— Entries shown —
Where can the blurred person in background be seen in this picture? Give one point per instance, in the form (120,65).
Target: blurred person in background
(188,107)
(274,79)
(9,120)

— What this task involves —
Write out the material again, switching every "person" to "figure" and keeping everything else the same.

— Correct result —
Where can the blurred figure in background be seen in this picture? Give one point per instance, in the form (120,65).
Target: blurred figure in background
(188,107)
(274,79)
(9,120)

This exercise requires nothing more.